(Annotation dataset entries)
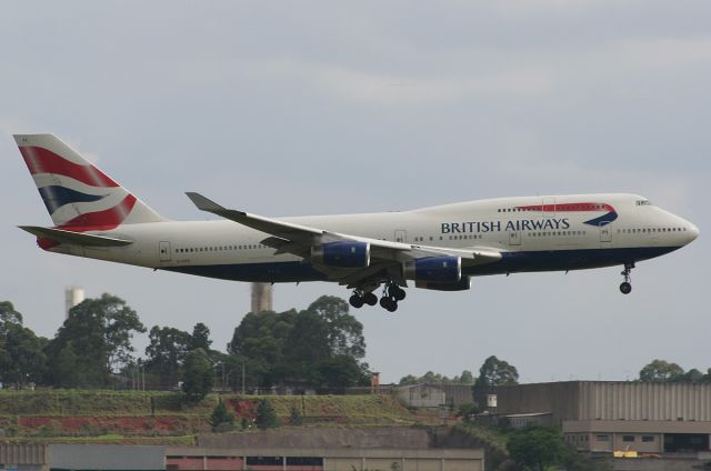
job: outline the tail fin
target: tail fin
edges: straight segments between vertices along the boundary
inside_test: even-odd
[[[54,134],[16,134],[54,226],[73,232],[166,221]]]

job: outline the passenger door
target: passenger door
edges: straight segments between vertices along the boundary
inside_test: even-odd
[[[158,254],[161,262],[170,261],[170,242],[158,242]]]
[[[612,228],[609,222],[600,223],[600,242],[612,242]]]

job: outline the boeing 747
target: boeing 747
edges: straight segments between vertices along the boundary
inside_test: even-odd
[[[46,251],[268,283],[331,281],[354,308],[395,311],[409,282],[439,291],[471,277],[623,267],[684,247],[691,222],[627,193],[467,201],[401,212],[267,218],[188,198],[212,221],[156,212],[53,134],[14,136],[53,226],[21,226]]]

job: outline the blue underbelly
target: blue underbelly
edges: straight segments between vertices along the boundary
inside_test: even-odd
[[[613,267],[652,259],[677,249],[679,249],[679,247],[503,252],[500,261],[477,267],[464,267],[462,273],[468,275],[485,275],[527,271],[562,271]],[[264,283],[328,280],[323,273],[316,270],[310,263],[299,261],[162,267],[161,270],[222,280]]]

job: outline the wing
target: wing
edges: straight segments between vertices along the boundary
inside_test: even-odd
[[[371,263],[365,268],[343,269],[313,263],[313,267],[327,274],[329,279],[339,281],[341,284],[348,284],[349,287],[362,285],[368,282],[379,283],[380,281],[377,280],[383,277],[398,282],[398,284],[407,285],[402,277],[402,263],[424,257],[460,257],[462,259],[462,265],[475,265],[501,260],[500,252],[488,248],[462,250],[414,245],[331,232],[323,229],[280,221],[278,219],[250,214],[244,211],[227,209],[199,193],[188,192],[186,194],[201,211],[211,212],[221,218],[270,234],[271,237],[266,238],[261,243],[277,249],[276,254],[291,253],[311,261],[312,247],[337,241],[369,243],[371,248]]]

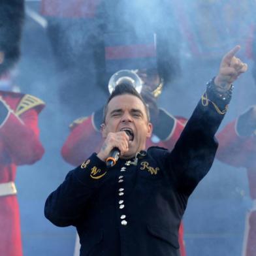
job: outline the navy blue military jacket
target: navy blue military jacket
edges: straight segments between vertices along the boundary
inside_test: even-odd
[[[80,255],[179,255],[189,196],[208,172],[223,115],[200,102],[174,150],[150,148],[107,169],[93,153],[47,199],[54,224],[76,227]]]

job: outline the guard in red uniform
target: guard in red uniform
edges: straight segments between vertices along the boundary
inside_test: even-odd
[[[132,33],[105,34],[105,76],[108,80],[110,74],[118,71],[118,69],[138,69],[134,72],[141,79],[143,84],[141,94],[149,104],[153,123],[153,135],[147,140],[146,146],[159,146],[172,149],[185,126],[185,120],[174,118],[157,106],[155,100],[162,91],[164,80],[157,69],[155,47],[157,40],[155,42],[155,39],[156,35],[153,34],[143,37],[136,37]],[[127,43],[127,40],[129,44]],[[74,166],[82,163],[85,156],[91,153],[89,151],[86,152],[86,145],[93,144],[95,151],[99,150],[103,142],[99,133],[102,117],[103,109],[101,108],[92,116],[78,118],[71,125],[71,133],[61,150],[65,161]],[[158,123],[165,125],[158,125]],[[185,256],[183,236],[182,225],[179,241],[182,256]]]
[[[0,3],[0,255],[22,256],[16,166],[39,160],[38,115],[44,103],[32,95],[11,91],[10,69],[20,56],[24,2]]]

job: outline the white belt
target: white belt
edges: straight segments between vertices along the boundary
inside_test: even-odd
[[[0,197],[16,195],[17,190],[13,182],[0,184]]]

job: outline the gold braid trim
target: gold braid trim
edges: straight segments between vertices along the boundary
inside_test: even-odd
[[[206,92],[205,92],[201,97],[201,101],[202,101],[202,104],[204,106],[206,106],[209,104],[209,102],[210,102],[214,106],[214,108],[216,110],[217,112],[220,115],[224,115],[225,114],[227,113],[227,111],[229,108],[229,105],[226,105],[225,106],[224,110],[221,111],[219,107],[217,106],[216,103],[214,103],[213,101],[210,101],[208,97],[207,97],[207,94]]]
[[[24,113],[30,108],[33,108],[37,106],[44,104],[45,103],[41,99],[29,94],[25,94],[22,97],[16,109],[15,110],[15,114],[19,116],[22,113]]]

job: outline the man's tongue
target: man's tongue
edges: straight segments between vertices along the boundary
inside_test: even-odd
[[[125,132],[126,133],[126,134],[129,136],[129,140],[133,140],[134,136],[133,136],[133,133],[131,132],[131,131],[129,131],[129,130],[125,130]]]

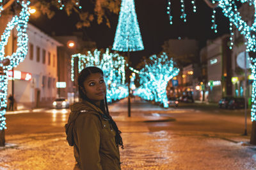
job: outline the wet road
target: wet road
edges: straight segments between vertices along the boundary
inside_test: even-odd
[[[113,118],[126,114],[126,101],[109,106]],[[132,116],[159,115],[168,122],[117,121],[123,132],[122,169],[255,169],[256,148],[244,146],[243,110],[181,105],[164,109],[133,101]],[[0,148],[0,169],[72,169],[73,150],[64,125],[68,109],[6,115],[6,143]],[[248,127],[251,122],[248,116]]]
[[[183,105],[178,109],[164,109],[148,103],[132,103],[132,115],[156,115],[170,117],[175,120],[170,122],[138,123],[118,121],[124,132],[156,132],[161,130],[226,132],[242,134],[244,131],[244,111],[225,110],[215,105],[201,107],[195,104],[190,107]],[[189,108],[188,108],[189,107]],[[190,107],[190,108],[189,108]],[[112,116],[125,114],[126,101],[121,101],[109,106]],[[249,114],[248,111],[248,114]],[[45,109],[33,112],[8,114],[6,135],[64,132],[69,109]],[[252,123],[247,116],[247,129],[250,133]],[[134,130],[132,130],[134,129]]]

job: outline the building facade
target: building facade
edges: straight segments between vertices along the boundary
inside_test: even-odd
[[[13,95],[17,109],[50,107],[56,97],[57,47],[62,45],[31,24],[28,24],[28,52],[24,61],[9,72],[8,95]],[[6,54],[17,48],[13,29]]]

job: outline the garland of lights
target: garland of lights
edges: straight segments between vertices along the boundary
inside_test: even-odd
[[[0,3],[1,3],[1,4],[0,4],[0,17],[1,17],[1,12],[4,10],[3,4],[3,0],[0,0]]]
[[[234,33],[233,33],[233,24],[230,22],[229,23],[229,31],[230,31],[230,37],[229,40],[230,40],[230,46],[229,49],[232,50],[234,45]]]
[[[19,65],[19,63],[24,61],[28,53],[28,35],[26,33],[27,24],[29,17],[28,12],[28,5],[29,1],[25,3],[22,2],[21,6],[22,9],[20,13],[20,15],[14,16],[12,20],[7,24],[3,34],[1,36],[0,42],[0,61],[8,59],[10,64],[8,66],[4,66],[0,63],[0,67],[3,68],[3,73],[0,74],[0,130],[6,129],[6,122],[4,114],[6,113],[6,103],[7,103],[7,85],[8,77],[7,72],[12,70],[13,67]],[[17,26],[17,49],[15,52],[12,54],[11,56],[4,56],[4,47],[7,45],[8,40],[10,36],[11,31]],[[3,108],[4,108],[3,109]]]
[[[107,49],[106,52],[95,50],[93,53],[88,52],[88,55],[77,54],[72,56],[71,80],[74,81],[74,59],[78,58],[78,72],[90,66],[96,66],[104,72],[107,88],[107,100],[120,100],[128,96],[128,88],[125,84],[125,60],[118,54],[109,53]]]
[[[113,50],[136,51],[144,49],[134,0],[123,0]]]
[[[244,44],[246,45],[246,52],[256,52],[256,1],[255,0],[237,0],[242,3],[248,3],[250,6],[253,5],[254,7],[254,20],[252,26],[250,26],[247,23],[242,19],[240,13],[238,12],[237,7],[234,0],[219,0],[218,1],[218,6],[222,9],[222,12],[226,17],[229,19],[232,25],[240,31],[242,35],[244,35],[246,42]],[[215,4],[217,1],[212,0],[212,4]],[[215,31],[215,30],[214,30]],[[230,29],[230,47],[234,44],[232,33],[232,28]],[[255,56],[256,57],[256,56]],[[254,57],[254,58],[255,58]],[[252,75],[253,77],[253,82],[252,84],[252,110],[251,110],[251,120],[252,121],[256,121],[256,59],[250,58],[252,61],[251,65]]]
[[[65,8],[65,4],[63,3],[63,0],[58,0],[58,3],[59,3],[59,9],[62,10]],[[82,6],[80,5],[80,1],[76,0],[76,6],[78,7],[79,9],[82,9]]]
[[[185,13],[185,4],[184,3],[184,0],[180,0],[180,3],[181,3],[181,12],[182,14],[180,15],[180,19],[183,19],[184,22],[186,22],[187,20],[186,19],[186,17],[187,16],[187,14]]]
[[[196,6],[195,4],[196,0],[192,0],[191,4],[193,4],[193,12],[196,12]]]
[[[170,24],[172,24],[172,16],[171,15],[171,0],[168,0],[167,14],[169,16]]]
[[[135,94],[145,100],[160,102],[167,107],[166,86],[168,82],[179,72],[179,69],[174,67],[173,61],[166,53],[163,52],[159,57],[153,55],[145,63],[145,68],[140,71],[141,86],[136,89]]]
[[[217,31],[217,24],[216,24],[215,13],[216,13],[215,8],[213,8],[213,10],[212,10],[212,25],[211,27],[211,29],[214,30],[215,33],[217,33],[218,31]]]

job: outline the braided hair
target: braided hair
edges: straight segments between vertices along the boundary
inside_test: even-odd
[[[93,101],[92,101],[92,100],[88,98],[84,93],[84,87],[83,83],[84,81],[90,74],[95,73],[100,73],[102,75],[104,75],[102,70],[96,66],[88,66],[83,69],[78,76],[78,92],[79,94],[79,97],[81,99],[89,102],[96,107],[99,107],[99,106],[97,106]],[[100,101],[99,108],[104,113],[105,113],[105,115],[108,117],[108,120],[109,121],[109,123],[111,124],[112,127],[116,132],[116,135],[115,138],[116,146],[121,146],[122,148],[124,149],[123,139],[120,135],[122,132],[119,130],[116,123],[115,122],[115,121],[113,120],[112,117],[109,114],[108,107],[108,102],[106,96],[104,100],[102,100]]]

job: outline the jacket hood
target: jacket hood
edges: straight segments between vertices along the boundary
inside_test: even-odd
[[[83,101],[74,104],[70,107],[71,112],[68,116],[68,123],[65,125],[65,132],[67,134],[67,141],[70,146],[74,146],[73,127],[76,118],[80,113],[91,112],[99,116],[96,112],[103,114],[101,110],[93,104]]]

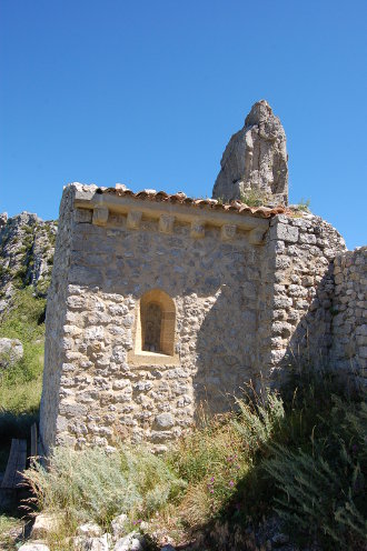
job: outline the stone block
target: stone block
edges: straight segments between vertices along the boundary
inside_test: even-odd
[[[270,228],[270,240],[280,240],[289,243],[297,243],[299,237],[298,228],[278,222]]]

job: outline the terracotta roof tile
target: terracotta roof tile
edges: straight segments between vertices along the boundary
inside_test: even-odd
[[[252,214],[259,218],[271,218],[276,214],[290,213],[288,209],[281,206],[275,208],[249,207],[248,204],[239,200],[231,201],[230,203],[221,203],[218,202],[216,199],[192,199],[190,197],[187,197],[182,191],[169,194],[166,191],[146,189],[135,193],[126,187],[119,186],[118,188],[98,188],[96,193],[109,193],[118,197],[135,197],[142,201],[148,200],[157,202],[161,201],[170,203],[181,203],[191,206],[192,208],[224,210],[227,212],[238,212],[238,214]]]

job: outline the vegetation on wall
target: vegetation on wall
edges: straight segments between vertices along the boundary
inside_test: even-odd
[[[147,520],[151,534],[162,527],[178,540],[200,533],[201,550],[236,550],[266,517],[278,519],[300,545],[363,549],[364,394],[313,374],[294,380],[282,394],[249,389],[237,405],[204,418],[159,457],[123,444],[112,453],[56,450],[49,471],[28,471],[38,507],[62,515],[59,534],[85,520],[108,530],[113,515],[125,512],[130,528]],[[53,549],[67,549],[60,538],[53,534]]]

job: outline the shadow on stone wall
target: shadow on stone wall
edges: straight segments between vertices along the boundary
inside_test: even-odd
[[[230,308],[234,300],[244,302],[237,307],[240,320]],[[232,289],[222,285],[197,337],[192,381],[197,414],[202,408],[209,414],[230,410],[234,397],[252,378],[256,323],[256,312],[246,310],[245,300],[234,298]]]
[[[284,358],[276,365],[277,382],[287,379],[290,369],[327,369],[333,343],[334,262],[315,288],[309,308],[299,319]]]

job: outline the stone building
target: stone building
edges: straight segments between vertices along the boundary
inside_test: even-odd
[[[271,384],[304,352],[327,361],[345,243],[284,206],[285,181],[282,204],[252,208],[66,187],[47,310],[47,451],[121,439],[160,450],[202,404],[227,410],[250,379]]]

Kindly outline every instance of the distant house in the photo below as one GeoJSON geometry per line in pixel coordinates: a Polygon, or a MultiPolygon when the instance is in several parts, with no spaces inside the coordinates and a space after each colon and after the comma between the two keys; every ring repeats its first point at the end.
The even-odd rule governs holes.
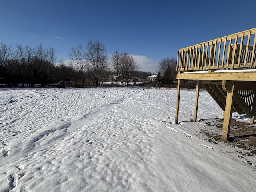
{"type": "Polygon", "coordinates": [[[116,81],[118,79],[120,75],[120,74],[113,73],[108,76],[108,79],[111,81],[116,81]]]}
{"type": "Polygon", "coordinates": [[[153,81],[154,80],[156,80],[157,76],[157,74],[150,75],[147,77],[147,79],[148,81],[153,81]]]}
{"type": "Polygon", "coordinates": [[[71,84],[71,80],[70,79],[65,79],[63,81],[60,81],[59,82],[60,84],[68,84],[70,85],[71,84]]]}

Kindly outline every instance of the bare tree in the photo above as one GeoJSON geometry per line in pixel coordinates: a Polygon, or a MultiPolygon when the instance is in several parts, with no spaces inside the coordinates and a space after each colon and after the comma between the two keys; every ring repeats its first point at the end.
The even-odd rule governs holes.
{"type": "Polygon", "coordinates": [[[98,40],[90,40],[86,45],[84,58],[91,65],[95,84],[98,86],[99,80],[109,70],[108,54],[105,46],[98,40]]]}
{"type": "Polygon", "coordinates": [[[76,68],[80,74],[83,86],[84,86],[84,70],[86,68],[86,61],[84,59],[82,46],[79,44],[76,47],[72,46],[71,51],[69,53],[69,58],[73,62],[76,64],[76,68]]]}
{"type": "Polygon", "coordinates": [[[46,73],[48,86],[50,86],[50,84],[52,80],[52,74],[54,65],[56,62],[56,52],[54,49],[51,47],[49,47],[46,51],[46,61],[47,62],[46,70],[47,70],[46,73]]]}
{"type": "Polygon", "coordinates": [[[121,64],[121,59],[122,54],[119,52],[119,50],[116,50],[116,51],[112,54],[111,56],[111,67],[113,72],[116,74],[116,81],[118,84],[118,77],[120,75],[120,70],[121,64]]]}
{"type": "Polygon", "coordinates": [[[121,58],[120,72],[122,77],[121,82],[125,82],[128,86],[131,73],[132,72],[137,71],[139,68],[139,65],[131,55],[127,52],[122,54],[121,58]]]}
{"type": "Polygon", "coordinates": [[[177,64],[177,60],[176,58],[169,57],[162,59],[158,63],[158,69],[162,74],[166,74],[166,73],[170,73],[168,76],[172,77],[173,81],[176,80],[176,66],[177,64]]]}
{"type": "Polygon", "coordinates": [[[4,83],[6,85],[7,83],[7,67],[10,59],[12,49],[10,46],[8,47],[6,44],[2,43],[0,44],[0,67],[1,69],[0,75],[3,77],[4,83]]]}

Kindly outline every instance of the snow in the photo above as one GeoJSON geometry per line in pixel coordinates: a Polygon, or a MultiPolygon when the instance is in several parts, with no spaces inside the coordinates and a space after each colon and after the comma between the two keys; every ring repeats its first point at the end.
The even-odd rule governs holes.
{"type": "Polygon", "coordinates": [[[182,90],[174,125],[176,92],[0,90],[0,191],[255,191],[255,156],[200,131],[220,108],[202,91],[192,122],[182,90]]]}

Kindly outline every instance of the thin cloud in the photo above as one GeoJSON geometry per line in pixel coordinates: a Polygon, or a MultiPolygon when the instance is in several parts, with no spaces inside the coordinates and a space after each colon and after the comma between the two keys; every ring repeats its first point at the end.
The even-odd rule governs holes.
{"type": "Polygon", "coordinates": [[[151,60],[144,55],[133,55],[132,57],[140,66],[140,71],[157,73],[158,62],[151,60]]]}
{"type": "Polygon", "coordinates": [[[52,35],[52,37],[55,37],[55,38],[58,38],[58,39],[62,39],[62,37],[58,37],[58,36],[54,36],[52,35]]]}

▶ Stated goal
Rewrite the lines starting with the one containing "job: outline the passenger door" and going on through the one containing "[[[612,228],[609,222],[600,223],[600,242],[612,242]]]", changing "passenger door" to "cargo door" and leaving everything else as it is.

▶ Completed exercise
job: outline the cargo door
target: cargo door
edges: straight segments between vertices along the boundary
inside_test: even-odd
[[[158,254],[161,262],[170,261],[170,242],[158,242]]]
[[[612,228],[609,222],[600,223],[600,242],[612,242]]]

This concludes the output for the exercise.